**Text block**
Making the Heart Grow Fonder

When I have conversations about quarantine — which is, unsurprisingly, all the damn time — there is always a moment where I mention that I haven’t visited my family since February. (Presidents’ Day weekend, to be exact.) Whoever is in the conversation expresses some level of sympathy, and the conversation moves on.

I realized the other day that saying I haven’t visited my mother, brother, and sister since February doesn’t mean anything. I said it in April, said it in June … But some of the people I talk to maybe visit their families once a year, so my lament doesn’t hold any weight in their understanding, while it’s huge for me.

For the last several years, I’ve been visiting my family once a month. I’ve missed a month here and there, but generally, I’ve held my schedule. I visit because I love them and they are a few states away from me, and I miss them. I also visit because they love me and my being in the same place with them eases some of the tension in the air there. It gives us a chance to have conversations we don’t have over phone or email, let’s us do the regular maintenance requires on those ties that bind, gives us opportunities to laugh at foolish inside jokes, to look at old photos … and just be alive in the same space, together.

And I haven’t been to visit in five months. It’s starting to feel like a year. And the virus is still rampaging, and my job is staying virtual for the fall semester, so it might really be a year.

In these five months apart, I’ve missed each of their birthdays: first my sister’s early in lockdown, when we thought it might not last too long, then my mother’s, and just over a week ago, my brother’s. In about 6 weeks, my own birthday will be coming up. It’s on a Friday this year, so I would definitely have been spending it with them. My mother turned 84 last month.

Yes, I sound whiny. I am whiny. I know that I’m incredibly lucky. I am safe and healthy and working from home. My family is safe and healthy — even though my brother and sister are both officially “essential” and still have to leave the house and work. Our broader circle of immediate family are mostly safe and healthy (our Texas family is in the hot-zone with the virus creeping closer every day). I’m lucky. But that doesn’t mean I’m unscathed. I don’t make a lot of noise about what COVID is stealing from me, about the ways my life has changed since the start of lockdown, but that doesn’t mean I’m not feeling it.

**Requirement 1**
Decide whether each statement agrees with the essay about missing family during quarantine. Answer yes or no for each, and quote the words of the essay that settle it.
(a) The writer's last visit with family was over Presidents' Day weekend.
(b) The writer's mother turned 84 last month.
(c) The writer's job will return to in-person work for the fall semester.
**Requirement 2**
Transcribe everything in the essay about missing family during quarantine from "Making the Heart" down to "huge for me.".

**Supplied entries**

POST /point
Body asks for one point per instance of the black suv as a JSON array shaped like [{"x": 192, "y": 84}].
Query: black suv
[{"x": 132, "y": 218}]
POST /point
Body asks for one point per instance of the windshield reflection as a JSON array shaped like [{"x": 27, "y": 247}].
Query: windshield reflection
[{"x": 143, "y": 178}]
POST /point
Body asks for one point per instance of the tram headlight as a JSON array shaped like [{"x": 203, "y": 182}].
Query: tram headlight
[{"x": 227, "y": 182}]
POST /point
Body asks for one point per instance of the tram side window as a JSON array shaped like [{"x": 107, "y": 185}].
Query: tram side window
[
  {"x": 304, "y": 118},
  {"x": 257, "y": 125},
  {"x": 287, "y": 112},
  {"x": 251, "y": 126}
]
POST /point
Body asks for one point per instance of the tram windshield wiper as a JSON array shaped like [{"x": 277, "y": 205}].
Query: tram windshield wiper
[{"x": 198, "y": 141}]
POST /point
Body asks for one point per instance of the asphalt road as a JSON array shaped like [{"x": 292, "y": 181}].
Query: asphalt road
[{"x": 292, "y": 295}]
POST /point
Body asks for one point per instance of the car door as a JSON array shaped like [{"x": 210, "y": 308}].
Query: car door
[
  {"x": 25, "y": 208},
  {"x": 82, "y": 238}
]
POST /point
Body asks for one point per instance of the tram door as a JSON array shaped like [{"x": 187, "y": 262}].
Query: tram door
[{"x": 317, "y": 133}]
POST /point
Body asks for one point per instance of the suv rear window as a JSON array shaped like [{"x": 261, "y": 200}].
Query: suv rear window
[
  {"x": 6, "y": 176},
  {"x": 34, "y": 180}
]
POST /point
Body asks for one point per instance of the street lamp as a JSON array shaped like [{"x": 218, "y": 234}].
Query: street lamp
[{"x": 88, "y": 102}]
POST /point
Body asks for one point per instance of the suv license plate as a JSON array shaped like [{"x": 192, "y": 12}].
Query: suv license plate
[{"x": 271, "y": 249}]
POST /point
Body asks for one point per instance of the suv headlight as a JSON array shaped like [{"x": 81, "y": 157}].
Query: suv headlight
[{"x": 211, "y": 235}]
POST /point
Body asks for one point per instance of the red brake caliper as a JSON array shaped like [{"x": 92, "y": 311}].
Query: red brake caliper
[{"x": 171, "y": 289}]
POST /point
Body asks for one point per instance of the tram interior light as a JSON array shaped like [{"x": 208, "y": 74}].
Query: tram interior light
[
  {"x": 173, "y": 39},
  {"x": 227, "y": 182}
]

---

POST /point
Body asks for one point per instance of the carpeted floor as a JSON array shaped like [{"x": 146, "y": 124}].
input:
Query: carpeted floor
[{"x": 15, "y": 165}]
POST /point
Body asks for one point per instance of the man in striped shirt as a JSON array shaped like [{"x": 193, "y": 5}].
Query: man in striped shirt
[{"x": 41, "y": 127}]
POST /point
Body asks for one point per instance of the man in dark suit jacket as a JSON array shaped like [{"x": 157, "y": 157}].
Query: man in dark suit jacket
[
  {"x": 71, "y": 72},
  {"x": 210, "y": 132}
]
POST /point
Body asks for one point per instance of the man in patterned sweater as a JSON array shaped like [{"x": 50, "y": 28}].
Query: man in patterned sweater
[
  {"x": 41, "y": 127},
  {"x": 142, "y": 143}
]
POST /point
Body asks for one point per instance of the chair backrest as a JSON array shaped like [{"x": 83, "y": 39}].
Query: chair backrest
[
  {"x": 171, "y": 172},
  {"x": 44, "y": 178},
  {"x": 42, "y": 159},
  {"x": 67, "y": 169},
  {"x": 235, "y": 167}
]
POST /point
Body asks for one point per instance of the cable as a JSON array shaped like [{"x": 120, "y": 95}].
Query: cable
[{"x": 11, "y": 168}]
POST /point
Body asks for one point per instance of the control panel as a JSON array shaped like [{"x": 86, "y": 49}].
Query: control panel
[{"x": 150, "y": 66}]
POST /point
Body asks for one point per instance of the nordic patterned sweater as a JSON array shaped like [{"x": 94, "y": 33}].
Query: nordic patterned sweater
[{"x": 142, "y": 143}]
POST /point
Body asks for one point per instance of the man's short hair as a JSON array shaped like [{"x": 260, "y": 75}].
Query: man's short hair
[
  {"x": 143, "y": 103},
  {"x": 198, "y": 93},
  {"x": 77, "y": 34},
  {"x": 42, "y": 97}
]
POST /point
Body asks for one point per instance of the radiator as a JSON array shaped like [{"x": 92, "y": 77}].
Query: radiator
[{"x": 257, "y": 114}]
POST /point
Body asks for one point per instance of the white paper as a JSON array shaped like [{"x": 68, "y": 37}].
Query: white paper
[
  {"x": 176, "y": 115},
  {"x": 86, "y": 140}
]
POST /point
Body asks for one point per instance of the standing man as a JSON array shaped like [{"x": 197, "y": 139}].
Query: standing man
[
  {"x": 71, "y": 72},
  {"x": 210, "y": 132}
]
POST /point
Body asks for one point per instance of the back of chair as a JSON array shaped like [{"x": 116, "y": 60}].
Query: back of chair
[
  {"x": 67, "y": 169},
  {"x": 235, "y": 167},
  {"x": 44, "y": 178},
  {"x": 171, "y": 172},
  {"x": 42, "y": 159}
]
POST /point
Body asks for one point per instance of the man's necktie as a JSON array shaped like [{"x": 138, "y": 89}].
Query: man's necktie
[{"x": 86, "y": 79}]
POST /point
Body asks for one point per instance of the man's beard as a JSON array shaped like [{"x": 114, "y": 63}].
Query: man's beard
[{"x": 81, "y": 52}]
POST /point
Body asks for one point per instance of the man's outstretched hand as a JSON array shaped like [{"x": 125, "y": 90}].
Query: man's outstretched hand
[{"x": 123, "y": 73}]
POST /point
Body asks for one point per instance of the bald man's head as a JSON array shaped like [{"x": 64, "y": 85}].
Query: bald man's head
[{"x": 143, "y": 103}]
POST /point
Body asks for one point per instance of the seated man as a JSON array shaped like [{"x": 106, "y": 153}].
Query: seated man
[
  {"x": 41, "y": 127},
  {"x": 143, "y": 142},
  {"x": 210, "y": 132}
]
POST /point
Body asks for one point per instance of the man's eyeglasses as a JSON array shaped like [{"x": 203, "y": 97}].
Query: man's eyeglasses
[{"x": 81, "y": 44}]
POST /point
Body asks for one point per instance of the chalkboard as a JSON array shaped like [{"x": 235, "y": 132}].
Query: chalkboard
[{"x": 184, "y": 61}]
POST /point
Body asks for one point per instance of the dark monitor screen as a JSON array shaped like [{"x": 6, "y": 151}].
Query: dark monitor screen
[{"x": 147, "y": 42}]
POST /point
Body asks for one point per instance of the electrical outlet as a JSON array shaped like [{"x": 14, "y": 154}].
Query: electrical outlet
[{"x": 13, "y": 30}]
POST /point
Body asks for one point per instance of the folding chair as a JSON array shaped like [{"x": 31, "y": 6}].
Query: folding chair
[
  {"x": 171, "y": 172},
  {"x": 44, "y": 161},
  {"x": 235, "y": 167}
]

---

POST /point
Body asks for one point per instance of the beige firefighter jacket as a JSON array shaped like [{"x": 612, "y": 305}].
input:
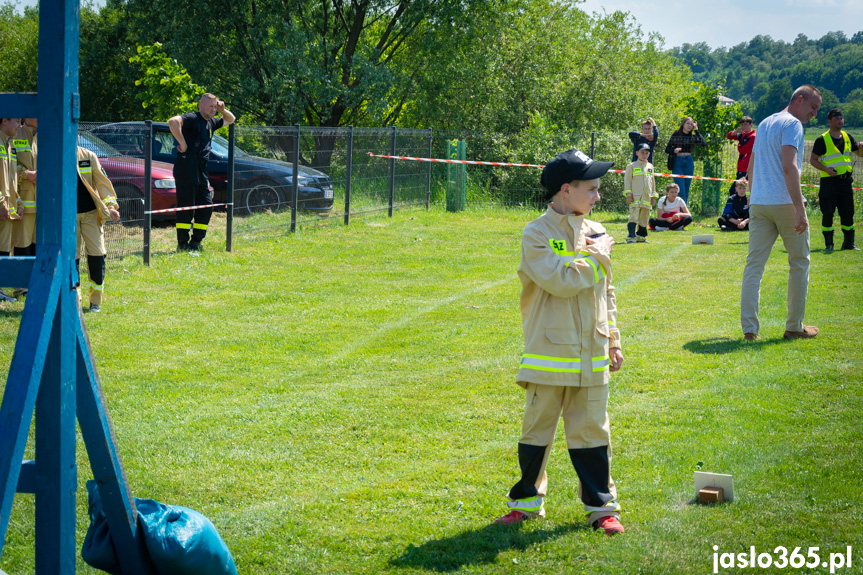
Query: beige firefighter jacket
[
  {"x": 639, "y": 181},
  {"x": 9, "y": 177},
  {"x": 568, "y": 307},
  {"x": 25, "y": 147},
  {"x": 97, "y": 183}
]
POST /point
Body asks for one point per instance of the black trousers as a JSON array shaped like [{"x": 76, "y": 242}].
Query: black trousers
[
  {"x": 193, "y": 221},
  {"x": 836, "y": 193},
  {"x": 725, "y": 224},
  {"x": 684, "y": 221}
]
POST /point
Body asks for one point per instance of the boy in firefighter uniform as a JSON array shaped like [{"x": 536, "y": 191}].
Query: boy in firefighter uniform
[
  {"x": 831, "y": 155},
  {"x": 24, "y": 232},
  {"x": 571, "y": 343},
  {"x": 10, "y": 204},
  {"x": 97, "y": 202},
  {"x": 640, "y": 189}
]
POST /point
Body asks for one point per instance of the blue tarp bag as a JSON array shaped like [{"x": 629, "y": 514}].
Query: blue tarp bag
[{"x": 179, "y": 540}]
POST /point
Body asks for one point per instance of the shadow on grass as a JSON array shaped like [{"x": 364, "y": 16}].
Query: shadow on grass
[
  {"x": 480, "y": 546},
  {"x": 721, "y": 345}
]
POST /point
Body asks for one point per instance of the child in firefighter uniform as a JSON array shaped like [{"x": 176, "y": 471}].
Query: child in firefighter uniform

**Exercise answer 1**
(a) Yes: "(Presidents’ Day weekend, to be exact.)"
(b) Yes: "My mother turned 84 last month."
(c) No: "my job is staying virtual for the fall semester"

**Exercise answer 2**
Making the Heart Grow Fonder

When I have conversations about quarantine — which is, unsurprisingly, all the damn time — there is always a moment where I mention that I haven’t visited my family since February. (Presidents’ Day weekend, to be exact.) Whoever is in the conversation expresses some level of sympathy, and the conversation moves on.

I realized the other day that saying I haven’t visited my mother, brother, and sister since February doesn’t mean anything. I said it in April, said it in June … But some of the people I talk to maybe visit their families once a year, so my lament doesn’t hold any weight in their understanding, while it’s huge for me.